----- SOURCE MATERIAL

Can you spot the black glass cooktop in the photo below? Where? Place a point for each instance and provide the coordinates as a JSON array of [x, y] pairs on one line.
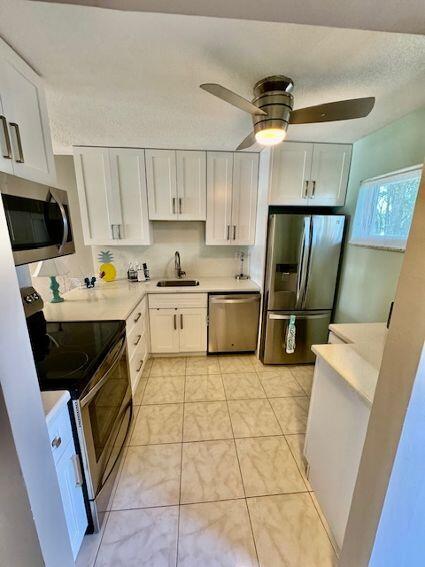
[[67, 354]]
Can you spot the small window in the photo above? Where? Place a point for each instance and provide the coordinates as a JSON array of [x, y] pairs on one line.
[[384, 210]]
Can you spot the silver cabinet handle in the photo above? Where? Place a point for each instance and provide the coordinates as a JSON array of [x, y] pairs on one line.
[[77, 470], [7, 152], [18, 142], [55, 196]]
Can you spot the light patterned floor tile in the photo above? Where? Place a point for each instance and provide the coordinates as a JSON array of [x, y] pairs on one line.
[[234, 364], [138, 395], [198, 365], [200, 388], [242, 386], [206, 420], [210, 471], [268, 466], [150, 477], [172, 366], [296, 444], [252, 418], [304, 376], [280, 384], [287, 531], [158, 424], [216, 534], [291, 413], [164, 390], [137, 538]]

----------

TASK DESCRIPTION. Every record must be transcribed faithfully, with no picture carried over.

SOLUTION.
Can you spot the black glass cooktop in the photo below? Where? Place a point for each instance and provide the coordinates as a JSON array of [x, y] pairs on one line.
[[67, 354]]
Can you spot the small window in the photo above? Where? Place a point for each instance and provide the coordinates as a JSON array of [x, y] pairs on one line.
[[384, 210]]
Can you spot the silver cabinet handle in the photo above? Where? Place a point for each instance and provide the coordinates as a JSON array of [x, y] pairs on one line.
[[77, 470], [7, 152], [18, 142], [55, 196]]
Can you spot the light patterned floor tile in the photo above? Where? Place a point for each instance and provide the coordinates as a JSON array of [x, y] pairs on one line.
[[234, 364], [138, 395], [198, 365], [200, 388], [242, 386], [206, 420], [210, 471], [268, 466], [150, 477], [172, 366], [296, 444], [252, 418], [304, 376], [280, 384], [287, 531], [158, 424], [216, 534], [291, 413], [164, 390], [137, 538]]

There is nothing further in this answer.